* Set problem
Can you continue the forum thread below about German shepherds around small dogs, picking up after its last sentence?

* Passage shown
______

One of my favorite pictures-this was within a very short time of them meeting


----------



## MineAreWorkingline (May 2, 2015)

llombardo said:


> A lot depends on the GSDs temperament. You really need to know your dog and it's body language. My males are less likely to be happy with a small dog running at them or nipping them. I never really put them around small dogs because I know them. I had a beagle over the summer, he was never around Apollo unless he was in the dog run and even then I supervised. I think Midnite would be fine, I had him with the beagle one time and he did fine--I was a wreck. My female GSD loves small dogs and then nipping or barking at her does not phase her at all, it's hapoened to her more then once. She does better with smaller dogs versus large dogs. She serms to understand they aren't a threat.
> 
> 
> One of my favorite pictures-this was within a very short time of them meeting


How is the little Beagle doing?


----------



## llombardo (Dec 11, 2011)

MineAreWorkingline said:


> How is the little Beagle doing?


Spoiled rotten.

He is the top one


----------



## LuvShepherds (May 27, 2012)

cdwoodcox said:


> Two fingers lightly tapping the dog on the nose isn't animal abuse. Pull the GSD away and lightly tap the dog on the beak. Doesn't mean walk the GSD to the truck then do it. A dog can remember 5 seconds.

______

(Coordinate annotation entries)
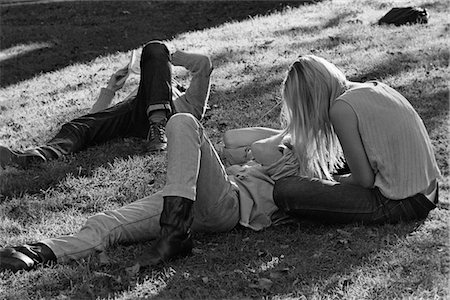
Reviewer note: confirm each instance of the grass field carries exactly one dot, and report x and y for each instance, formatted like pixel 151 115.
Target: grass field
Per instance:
pixel 54 58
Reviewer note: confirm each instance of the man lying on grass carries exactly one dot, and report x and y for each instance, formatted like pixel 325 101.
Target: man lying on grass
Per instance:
pixel 142 114
pixel 394 180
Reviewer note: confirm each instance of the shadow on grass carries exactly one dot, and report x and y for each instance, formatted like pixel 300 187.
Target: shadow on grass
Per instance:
pixel 45 37
pixel 431 106
pixel 292 260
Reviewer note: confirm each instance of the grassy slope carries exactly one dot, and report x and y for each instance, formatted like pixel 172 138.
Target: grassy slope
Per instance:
pixel 292 261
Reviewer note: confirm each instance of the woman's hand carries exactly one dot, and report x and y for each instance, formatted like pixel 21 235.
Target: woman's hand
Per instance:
pixel 118 79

______

* Expected answer
That is pointless. Where did you get the 5 second rule? That doesn't work for food on the floor and it doesn't work for dogs. A correction needs to be instantaneous.


----------



## DiveGrohl (Dec 24, 2016)

I too am now in the exact same position. We have a 5 month old GSD and we are visiting my wife's parents who have a 6 year old Kooijkerhondje which has been prone to biting other dogs and even children. 
The Kooijker usually wears a muzzle when near children or other dogs. 

We wil start out by taking our GSD for a nice long walk and crate him. Let the Kooijker get to know him when our puppy is in the crate.

After I will leash our GSD and see how the rest of the introduction is. If there is any liplicking and tense body language from the Kooijker we will just call it a day before it gets too risky.


Will let you guys know how it went!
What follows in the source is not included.